» Materials provided
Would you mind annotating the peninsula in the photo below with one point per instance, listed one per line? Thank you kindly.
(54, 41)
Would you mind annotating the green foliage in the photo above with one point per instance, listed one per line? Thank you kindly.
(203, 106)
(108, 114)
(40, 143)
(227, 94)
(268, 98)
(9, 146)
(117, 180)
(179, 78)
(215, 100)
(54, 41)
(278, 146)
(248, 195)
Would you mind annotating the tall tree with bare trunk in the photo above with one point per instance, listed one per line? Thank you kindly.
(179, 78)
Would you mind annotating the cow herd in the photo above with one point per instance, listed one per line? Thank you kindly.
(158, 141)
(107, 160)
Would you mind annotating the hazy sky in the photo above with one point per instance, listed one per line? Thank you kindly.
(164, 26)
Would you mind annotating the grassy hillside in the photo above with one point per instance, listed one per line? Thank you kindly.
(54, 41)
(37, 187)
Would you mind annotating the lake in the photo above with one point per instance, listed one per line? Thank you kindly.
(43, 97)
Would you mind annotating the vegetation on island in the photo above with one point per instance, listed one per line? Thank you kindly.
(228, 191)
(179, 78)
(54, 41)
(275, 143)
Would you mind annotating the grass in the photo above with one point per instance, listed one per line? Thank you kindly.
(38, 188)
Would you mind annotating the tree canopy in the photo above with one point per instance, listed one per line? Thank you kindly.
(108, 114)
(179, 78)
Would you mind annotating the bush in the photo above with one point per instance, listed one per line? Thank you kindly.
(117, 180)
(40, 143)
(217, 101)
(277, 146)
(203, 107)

» What you need to do
Copy the whole listing above verbatim, keeping every line in its original order.

» Result of this task
Would you mind annotating the peninsula in the photo below with one point per instance, listed one per line? Thank you kindly.
(54, 41)
Would you mind annotating the green foliage in the photo above with one point per instance, listed one per line? Thank you kindly.
(203, 106)
(108, 114)
(40, 143)
(227, 94)
(268, 98)
(9, 146)
(117, 180)
(179, 78)
(215, 100)
(54, 41)
(278, 146)
(248, 195)
Would you mind annotating the tall tree with bare trunk in the photo above with one point per instance, listed one per line? Thank you kindly.
(179, 78)
Would you mind annotating the cow herd in the photo above with one point per instance, listed one per line? Thank you kindly.
(158, 141)
(107, 160)
Would you mind annotating the hazy sky in the photo above with one point per instance, listed one per line? Thank you kindly.
(164, 26)
Would you mind annotating the grassy hillside in the photo above with one point per instance, listed one per line? Thank you kindly.
(54, 41)
(37, 187)
Would you mind annotating the lake in the photo above with one point per instance, listed one per line? Thank you kindly.
(43, 97)
Would you mind annotating the vegetation on island in the photo above with one point per instance, listed one per line? Thank you kindly.
(228, 191)
(179, 78)
(54, 41)
(275, 143)
Would you mind annotating the grass in the photo above with one point per instance, listed one per line? Thank you kindly.
(38, 188)
Would you mind annotating the tree canopy in the photo above with one point per instance, listed one per line? Thank you kindly.
(108, 114)
(179, 78)
Would you mind annotating the bush in the photo above with one point per instance, listed one per line? Thank you kindly.
(117, 180)
(40, 143)
(217, 101)
(277, 146)
(203, 107)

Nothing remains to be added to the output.